• **DOCUMENT TEXT**

Healthcare supply chain offers opportunities for Quinlan alumni
By Mike Hewitt, PhD
Director, MS in Supply Chain Management Program
When people think about supply chain management, they typically think about manufacturing. Yet eight Quinlan alumni are learning that healthcare supply chain management can be an exciting as well as a personally and professionally rewarding industry to work in. All eight work in the UChicago Medicine supply chain department.
Recently, I was fortunate enough to visit these alumni to learn about their experiences. They serve in a variety of roles:
- Hussam Bachour (MBA ’16, MSSCM ’16), Manager of Supply Chain Systems
- Mark Anway (MBA ’17), Dave Spence (MBA ’17), and Chloe Greene (BBA ’17) are in sourcing.
- Maria Hernandez (BBA ’18, MSBDA ’19), Will Laveck (BBA ’19), and Grace Sperr (BBA ’19) are business systems analysts. Read Grace’s story →
- Christina Villarreal (BBA ’19) is in the two-year supply chain resident rotational program.
A growing supply chain department
The UChicago Medicine supply chain department started in the early 2010s and now employs more than 130 people. Dave helped lead the Rambler charge as he was one of the first Quinlan graduates to work there.
“It gets better each year,” he says. “The number of employees has grown, and the responsibilities given the sourcing team have grown as well.”
During our discussion, Mark highlighted the caliber of the supply chain management team at UChicago Medicine, as well how exciting it can be to work where transformational medical practices are developed and practiced.

• **THINGS TO DO**
1/ Set down the passage from the article on healthcare supply chain careers verbatim, starting with "Recently, I was" and going on through "to work there.".
2/ According to the article on healthcare supply chain careers, how many people does the UChicago Medicine supply chain department now employ?

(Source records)
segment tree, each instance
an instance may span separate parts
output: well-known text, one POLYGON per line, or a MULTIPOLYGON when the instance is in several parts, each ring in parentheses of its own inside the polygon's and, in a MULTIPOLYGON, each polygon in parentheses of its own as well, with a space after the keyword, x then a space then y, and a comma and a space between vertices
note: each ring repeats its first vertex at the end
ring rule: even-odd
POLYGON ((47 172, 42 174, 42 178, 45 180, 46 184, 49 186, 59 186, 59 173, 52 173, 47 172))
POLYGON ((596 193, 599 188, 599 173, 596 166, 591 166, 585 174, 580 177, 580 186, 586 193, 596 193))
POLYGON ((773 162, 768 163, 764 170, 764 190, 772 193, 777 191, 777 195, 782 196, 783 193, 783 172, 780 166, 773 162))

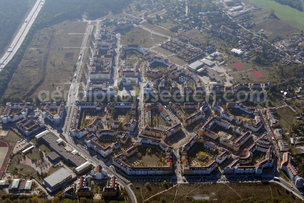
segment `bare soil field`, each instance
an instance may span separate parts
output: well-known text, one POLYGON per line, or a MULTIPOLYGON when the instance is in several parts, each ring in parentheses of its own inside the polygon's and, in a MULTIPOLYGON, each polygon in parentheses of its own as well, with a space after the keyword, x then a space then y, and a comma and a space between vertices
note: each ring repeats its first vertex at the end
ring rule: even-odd
POLYGON ((34 35, 5 94, 34 98, 41 90, 69 89, 86 23, 65 21, 34 35), (70 33, 80 33, 69 34, 70 33))
POLYGON ((163 37, 136 27, 121 35, 122 45, 136 44, 144 48, 150 48, 166 40, 163 37))
MULTIPOLYGON (((150 188, 147 189, 143 184, 133 185, 131 187, 138 202, 142 202, 143 200, 166 189, 160 184, 150 184, 150 188), (136 189, 136 186, 139 187, 139 189, 136 189)), ((149 201, 150 202, 154 201, 158 202, 163 197, 168 202, 172 202, 174 200, 174 202, 180 201, 191 202, 193 200, 214 199, 216 199, 217 202, 222 202, 237 200, 244 199, 245 201, 246 198, 254 198, 257 200, 257 202, 258 200, 269 199, 269 202, 273 202, 271 200, 272 198, 278 198, 281 200, 292 200, 293 202, 301 202, 300 199, 295 198, 291 193, 286 192, 280 185, 272 182, 181 184, 149 198, 149 201)))

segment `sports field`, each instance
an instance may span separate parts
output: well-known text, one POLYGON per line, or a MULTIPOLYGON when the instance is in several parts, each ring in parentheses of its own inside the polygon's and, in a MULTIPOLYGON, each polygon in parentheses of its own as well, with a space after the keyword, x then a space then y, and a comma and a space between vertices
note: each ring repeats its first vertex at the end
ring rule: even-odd
POLYGON ((233 67, 236 68, 238 71, 242 71, 246 69, 245 67, 239 62, 233 63, 232 64, 233 67))
POLYGON ((0 140, 0 174, 5 168, 9 155, 9 152, 12 149, 8 142, 0 140))
POLYGON ((262 77, 265 77, 265 76, 262 74, 261 73, 258 71, 257 71, 256 70, 253 71, 250 71, 250 73, 252 74, 252 75, 253 75, 253 76, 255 77, 255 78, 257 79, 262 78, 262 77))

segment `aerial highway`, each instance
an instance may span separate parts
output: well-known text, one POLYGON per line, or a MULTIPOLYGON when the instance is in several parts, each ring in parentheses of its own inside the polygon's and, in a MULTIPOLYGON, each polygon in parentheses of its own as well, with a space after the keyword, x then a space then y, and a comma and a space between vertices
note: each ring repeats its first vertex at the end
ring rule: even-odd
POLYGON ((25 38, 25 36, 31 28, 38 13, 43 5, 40 0, 37 0, 35 3, 30 13, 26 17, 26 19, 23 22, 20 30, 16 31, 16 34, 11 43, 7 47, 6 52, 0 58, 0 71, 5 67, 18 50, 20 46, 25 38), (4 65, 3 64, 4 64, 4 65))

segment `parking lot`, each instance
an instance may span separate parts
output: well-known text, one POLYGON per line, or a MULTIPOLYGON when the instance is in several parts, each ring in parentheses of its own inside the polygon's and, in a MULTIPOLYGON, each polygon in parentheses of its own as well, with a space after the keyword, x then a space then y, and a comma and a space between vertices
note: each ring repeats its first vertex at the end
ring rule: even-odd
POLYGON ((31 144, 28 142, 26 140, 23 138, 20 139, 16 143, 15 147, 13 150, 13 153, 16 153, 18 152, 22 152, 31 146, 31 144))

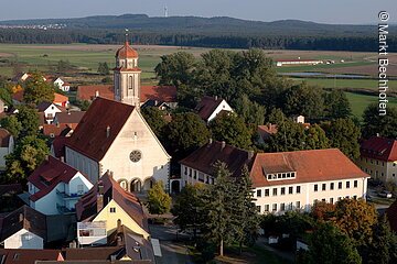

• **RESPONSES BY TASK**
1/
Recently, I was fortunate enough to visit these alumni to learn about their experiences. They serve in a variety of roles:
- Hussam Bachour (MBA ’16, MSSCM ’16), Manager of Supply Chain Systems
- Mark Anway (MBA ’17), Dave Spence (MBA ’17), and Chloe Greene (BBA ’17) are in sourcing.
- Maria Hernandez (BBA ’18, MSBDA ’19), Will Laveck (BBA ’19), and Grace Sperr (BBA ’19) are business systems analysts. Read Grace’s story →
- Christina Villarreal (BBA ’19) is in the two-year supply chain resident rotational program.
A growing supply chain department
The UChicago Medicine supply chain department started in the early 2010s and now employs more than 130 people. Dave helped lead the Rambler charge as he was one of the first Quinlan graduates to work there.

2/ More than 130 people.